▶

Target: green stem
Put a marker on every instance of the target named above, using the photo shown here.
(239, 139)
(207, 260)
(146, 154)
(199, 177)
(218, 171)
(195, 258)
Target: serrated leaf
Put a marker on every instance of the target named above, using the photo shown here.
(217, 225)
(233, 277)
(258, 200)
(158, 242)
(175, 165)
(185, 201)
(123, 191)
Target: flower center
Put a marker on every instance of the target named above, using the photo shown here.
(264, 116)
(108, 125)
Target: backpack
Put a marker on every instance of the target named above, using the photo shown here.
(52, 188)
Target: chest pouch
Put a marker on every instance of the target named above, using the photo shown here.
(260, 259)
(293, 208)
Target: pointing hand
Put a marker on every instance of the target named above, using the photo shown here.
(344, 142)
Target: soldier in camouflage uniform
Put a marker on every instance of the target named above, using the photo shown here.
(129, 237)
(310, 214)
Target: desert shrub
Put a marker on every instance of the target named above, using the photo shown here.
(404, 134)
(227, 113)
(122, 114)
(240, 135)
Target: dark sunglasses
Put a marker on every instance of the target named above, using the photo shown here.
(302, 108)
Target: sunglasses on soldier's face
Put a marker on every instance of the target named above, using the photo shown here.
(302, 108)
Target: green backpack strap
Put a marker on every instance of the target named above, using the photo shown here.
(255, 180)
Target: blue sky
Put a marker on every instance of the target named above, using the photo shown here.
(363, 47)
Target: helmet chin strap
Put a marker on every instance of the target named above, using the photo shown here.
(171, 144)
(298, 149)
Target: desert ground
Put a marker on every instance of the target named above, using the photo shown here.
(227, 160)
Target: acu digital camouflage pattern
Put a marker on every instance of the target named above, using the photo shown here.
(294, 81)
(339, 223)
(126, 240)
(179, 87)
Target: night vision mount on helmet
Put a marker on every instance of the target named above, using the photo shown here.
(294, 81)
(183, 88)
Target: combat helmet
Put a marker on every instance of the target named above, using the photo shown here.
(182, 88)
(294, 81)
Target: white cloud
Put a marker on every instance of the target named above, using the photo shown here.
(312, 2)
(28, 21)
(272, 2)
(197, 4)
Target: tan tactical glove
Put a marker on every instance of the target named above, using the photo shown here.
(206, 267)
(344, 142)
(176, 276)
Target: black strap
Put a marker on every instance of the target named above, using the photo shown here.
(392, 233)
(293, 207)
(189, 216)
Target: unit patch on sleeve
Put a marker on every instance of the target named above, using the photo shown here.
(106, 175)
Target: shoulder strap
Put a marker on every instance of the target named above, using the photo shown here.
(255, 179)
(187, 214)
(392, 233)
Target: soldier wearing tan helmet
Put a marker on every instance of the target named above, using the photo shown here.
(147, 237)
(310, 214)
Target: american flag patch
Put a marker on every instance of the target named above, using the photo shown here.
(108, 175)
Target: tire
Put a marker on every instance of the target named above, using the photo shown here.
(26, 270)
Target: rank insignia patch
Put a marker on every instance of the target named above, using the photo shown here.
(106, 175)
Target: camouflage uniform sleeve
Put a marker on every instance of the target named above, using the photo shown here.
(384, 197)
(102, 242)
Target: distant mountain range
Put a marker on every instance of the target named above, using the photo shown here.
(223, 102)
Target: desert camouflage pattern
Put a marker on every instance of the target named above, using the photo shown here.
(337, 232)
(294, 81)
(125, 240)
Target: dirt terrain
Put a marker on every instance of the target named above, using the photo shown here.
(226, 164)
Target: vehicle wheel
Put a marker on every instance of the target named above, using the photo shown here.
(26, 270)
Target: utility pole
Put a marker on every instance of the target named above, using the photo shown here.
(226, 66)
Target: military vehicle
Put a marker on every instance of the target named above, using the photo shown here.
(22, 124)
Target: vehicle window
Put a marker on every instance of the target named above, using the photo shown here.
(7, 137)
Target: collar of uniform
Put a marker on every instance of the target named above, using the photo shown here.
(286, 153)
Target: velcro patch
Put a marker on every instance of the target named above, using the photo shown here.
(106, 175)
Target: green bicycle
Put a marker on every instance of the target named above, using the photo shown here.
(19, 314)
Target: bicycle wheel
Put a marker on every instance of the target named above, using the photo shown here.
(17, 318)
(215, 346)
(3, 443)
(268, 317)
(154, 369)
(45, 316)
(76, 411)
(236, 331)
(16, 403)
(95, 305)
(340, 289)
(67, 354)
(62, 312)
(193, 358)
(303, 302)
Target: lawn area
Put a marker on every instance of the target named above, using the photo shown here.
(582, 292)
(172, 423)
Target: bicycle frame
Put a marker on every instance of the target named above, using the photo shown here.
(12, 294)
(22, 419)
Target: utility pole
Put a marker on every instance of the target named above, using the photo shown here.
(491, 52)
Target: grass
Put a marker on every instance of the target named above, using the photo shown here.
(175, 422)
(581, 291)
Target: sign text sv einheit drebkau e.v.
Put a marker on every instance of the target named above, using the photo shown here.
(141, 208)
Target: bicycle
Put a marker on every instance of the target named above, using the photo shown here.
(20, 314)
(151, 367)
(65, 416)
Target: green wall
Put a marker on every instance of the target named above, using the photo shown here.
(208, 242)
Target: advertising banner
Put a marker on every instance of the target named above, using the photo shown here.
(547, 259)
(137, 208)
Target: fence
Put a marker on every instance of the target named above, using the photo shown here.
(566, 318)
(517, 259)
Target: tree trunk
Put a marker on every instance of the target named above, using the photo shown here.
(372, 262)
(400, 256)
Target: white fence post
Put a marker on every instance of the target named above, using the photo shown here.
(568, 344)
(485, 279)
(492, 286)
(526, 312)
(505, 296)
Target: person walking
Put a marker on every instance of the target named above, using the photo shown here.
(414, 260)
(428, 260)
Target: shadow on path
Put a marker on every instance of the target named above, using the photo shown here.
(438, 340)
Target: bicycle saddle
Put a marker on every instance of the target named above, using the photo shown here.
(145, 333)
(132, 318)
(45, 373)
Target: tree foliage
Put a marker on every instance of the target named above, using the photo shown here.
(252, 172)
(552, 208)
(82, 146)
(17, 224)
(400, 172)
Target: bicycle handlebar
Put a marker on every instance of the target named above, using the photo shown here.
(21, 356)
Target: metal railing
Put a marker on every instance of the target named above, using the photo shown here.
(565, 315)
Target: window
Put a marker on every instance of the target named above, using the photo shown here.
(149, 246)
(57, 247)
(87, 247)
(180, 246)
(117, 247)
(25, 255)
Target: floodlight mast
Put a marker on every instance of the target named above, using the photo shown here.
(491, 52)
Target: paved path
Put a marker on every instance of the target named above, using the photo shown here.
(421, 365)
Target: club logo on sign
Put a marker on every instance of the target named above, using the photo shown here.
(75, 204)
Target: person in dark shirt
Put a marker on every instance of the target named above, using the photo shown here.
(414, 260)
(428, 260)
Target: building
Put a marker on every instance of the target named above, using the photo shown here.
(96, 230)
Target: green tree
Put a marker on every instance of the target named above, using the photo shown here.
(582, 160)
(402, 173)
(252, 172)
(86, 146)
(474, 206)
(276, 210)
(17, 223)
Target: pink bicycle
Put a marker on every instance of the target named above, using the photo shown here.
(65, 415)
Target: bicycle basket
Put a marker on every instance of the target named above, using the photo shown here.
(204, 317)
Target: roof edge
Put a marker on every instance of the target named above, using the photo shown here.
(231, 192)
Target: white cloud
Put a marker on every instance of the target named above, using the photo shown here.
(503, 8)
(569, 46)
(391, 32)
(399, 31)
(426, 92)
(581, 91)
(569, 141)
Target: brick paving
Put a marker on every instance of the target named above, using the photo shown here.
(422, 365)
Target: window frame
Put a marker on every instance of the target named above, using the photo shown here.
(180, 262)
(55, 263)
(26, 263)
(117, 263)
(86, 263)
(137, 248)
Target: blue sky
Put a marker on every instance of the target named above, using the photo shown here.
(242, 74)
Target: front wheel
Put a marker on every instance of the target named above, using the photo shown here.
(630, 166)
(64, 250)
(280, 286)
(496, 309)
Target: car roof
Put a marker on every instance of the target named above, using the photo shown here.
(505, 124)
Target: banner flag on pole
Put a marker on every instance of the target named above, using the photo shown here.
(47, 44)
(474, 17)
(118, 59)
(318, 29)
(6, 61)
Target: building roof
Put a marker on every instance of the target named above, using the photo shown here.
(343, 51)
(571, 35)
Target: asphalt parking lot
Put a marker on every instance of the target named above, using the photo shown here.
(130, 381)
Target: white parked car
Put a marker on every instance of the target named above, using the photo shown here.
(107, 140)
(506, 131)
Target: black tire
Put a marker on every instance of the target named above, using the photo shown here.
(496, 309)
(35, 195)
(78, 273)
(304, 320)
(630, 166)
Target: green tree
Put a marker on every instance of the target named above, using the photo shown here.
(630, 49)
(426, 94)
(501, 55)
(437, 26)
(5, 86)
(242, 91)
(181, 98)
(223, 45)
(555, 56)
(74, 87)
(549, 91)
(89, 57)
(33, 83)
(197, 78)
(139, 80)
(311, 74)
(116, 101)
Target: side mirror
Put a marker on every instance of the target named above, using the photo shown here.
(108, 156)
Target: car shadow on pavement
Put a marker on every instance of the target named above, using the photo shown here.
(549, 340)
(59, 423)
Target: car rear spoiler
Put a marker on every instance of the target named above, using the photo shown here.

◀

** Exercise aim **
Look through the listing, and copy each line in which the string "banner" turns up.

** The answer **
Target: advertising banner
Target: banner flag on pole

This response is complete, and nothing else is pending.